#### [Schriftliche Aufgabe 1]
Auf welcher Höhe liegt laut dem Bericht zur Alpenüberquerung die Hochthörlehütte?

Ein Athletenbericht von Susanne Haun zur Alpenüberquerung 2016:

 

"Mit dem Rad über die Alpen", was ein Traum! Doch mit sorgfältiger Planung und Organisation wird dieser Traum zur Wirklichkeit.

So überqueren 5 TVG Ausdauersportler mit dem MTB die Alpen. Als Begleitfahrerin unterstütz Silvia das Vorhaben mit ihrem Mercedes. Sehr schnell stellt sich heraus das Silvia die wichtigste Person der TVG-ler ist. Das komplette Fahrzeug dient als Transport für Gepäck, Werkzeug und allem was sie als Begleitfahrerin für nötig hält um uns MTB-ler bei bester Gesundheit und motiviert auf der Strecke zu wissen. Den Beifahrerplatz hat sie Carlos I gegeben, der ihr reichlich Herzklopfen und Schweiß beschert hat.

 

Greinau - Imst

60,9 km 1510 hm

Die MTBTour beginnt in Grainau am Fuße der wolkenverdeckten Zugspitze. Mit 2 km Einrollen geht es gleich heftig den Berg hinauf Richtung Eibsee. Nach einer schweißtreibenden ¾ Stunde leuchtet es türkisblau durch den dichten dunkelgrünen Wald und wir werden mit einer herrlichen Aussicht auf den unten liegenden See belohnt. Schon nach dieser Auffahrt ist uns klar, was uns die nächsten Tage erwartet. Das wird kein Ponyhof-Ausflug.

Bergab umrunden wir den Eibsee auf einem Panoramaweg, um dann zur Hochthörlehütte auf einer Schotterstraße hinaufzufahren, die auf 1459 m liegt. Ein kurzer Stop und dann der erste Downhill auf Asphalt, vorbei an der Talstation der Zugspitzbahn hinab nach Ehrwald (1020 m), weiter Richtung Fernpass und nach einer kurzen Abfahrt schauen wir auf den kristallklaren Fernsteinsee. Ein super Trail führt wieder abwärts und wir rollen durchs malerische Gurgltal unserem 1. Etappenziel Imst entgegen.

#### [Schriftliche Aufgabe 2]
Sammle jede Zeile der Datensätze, die die Zeichenfolge „shirt“ enthält. Groß- und Kleinschreibung zählt.

#### [Bereitgestellte Datensätze]
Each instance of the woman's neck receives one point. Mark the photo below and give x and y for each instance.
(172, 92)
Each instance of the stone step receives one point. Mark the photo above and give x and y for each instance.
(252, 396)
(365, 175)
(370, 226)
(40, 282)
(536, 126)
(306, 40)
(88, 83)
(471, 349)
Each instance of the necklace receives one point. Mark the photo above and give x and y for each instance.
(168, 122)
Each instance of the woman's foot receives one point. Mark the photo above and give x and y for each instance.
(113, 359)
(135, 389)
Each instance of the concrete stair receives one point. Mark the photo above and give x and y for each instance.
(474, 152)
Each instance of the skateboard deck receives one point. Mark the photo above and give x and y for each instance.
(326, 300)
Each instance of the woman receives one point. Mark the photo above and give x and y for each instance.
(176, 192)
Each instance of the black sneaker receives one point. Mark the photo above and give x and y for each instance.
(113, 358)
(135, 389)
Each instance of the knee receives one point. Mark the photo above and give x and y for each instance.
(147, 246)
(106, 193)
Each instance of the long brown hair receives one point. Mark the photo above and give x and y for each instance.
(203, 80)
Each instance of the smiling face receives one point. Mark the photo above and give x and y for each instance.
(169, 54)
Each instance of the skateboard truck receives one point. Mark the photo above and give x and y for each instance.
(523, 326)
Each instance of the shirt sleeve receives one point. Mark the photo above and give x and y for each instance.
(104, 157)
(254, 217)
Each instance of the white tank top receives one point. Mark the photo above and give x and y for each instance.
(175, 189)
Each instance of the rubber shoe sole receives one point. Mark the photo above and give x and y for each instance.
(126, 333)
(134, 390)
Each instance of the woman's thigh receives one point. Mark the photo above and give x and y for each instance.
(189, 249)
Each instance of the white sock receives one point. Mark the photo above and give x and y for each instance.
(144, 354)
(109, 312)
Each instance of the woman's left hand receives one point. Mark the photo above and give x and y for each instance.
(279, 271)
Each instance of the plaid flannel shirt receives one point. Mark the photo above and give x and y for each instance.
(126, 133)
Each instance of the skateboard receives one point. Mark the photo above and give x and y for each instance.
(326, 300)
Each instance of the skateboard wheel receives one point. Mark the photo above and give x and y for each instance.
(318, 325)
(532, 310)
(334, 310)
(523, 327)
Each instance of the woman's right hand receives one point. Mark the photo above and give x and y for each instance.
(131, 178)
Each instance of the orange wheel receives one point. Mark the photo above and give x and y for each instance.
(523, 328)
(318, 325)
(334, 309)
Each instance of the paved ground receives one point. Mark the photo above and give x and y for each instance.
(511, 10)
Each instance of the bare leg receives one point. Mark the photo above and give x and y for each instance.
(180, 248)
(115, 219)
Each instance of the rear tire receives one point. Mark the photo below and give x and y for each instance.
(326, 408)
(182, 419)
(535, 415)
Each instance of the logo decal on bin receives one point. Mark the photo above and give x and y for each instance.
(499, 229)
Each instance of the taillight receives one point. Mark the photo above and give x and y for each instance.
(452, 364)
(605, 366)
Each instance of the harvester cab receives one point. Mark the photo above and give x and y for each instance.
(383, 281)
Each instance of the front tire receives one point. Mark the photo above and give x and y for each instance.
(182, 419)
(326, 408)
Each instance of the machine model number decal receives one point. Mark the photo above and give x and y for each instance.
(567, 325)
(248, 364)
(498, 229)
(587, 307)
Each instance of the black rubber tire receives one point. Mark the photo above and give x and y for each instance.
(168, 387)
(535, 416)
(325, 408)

#### [Ausgearbeitete Lösung 1]
Auf 1459 m.

#### [Ausgearbeitete Lösung 2]
Each instance of the shirt sleeve receives one point. Mark the photo above and give x and y for each instance.
Each instance of the plaid flannel shirt receives one point. Mark the photo above and give x and y for each instance.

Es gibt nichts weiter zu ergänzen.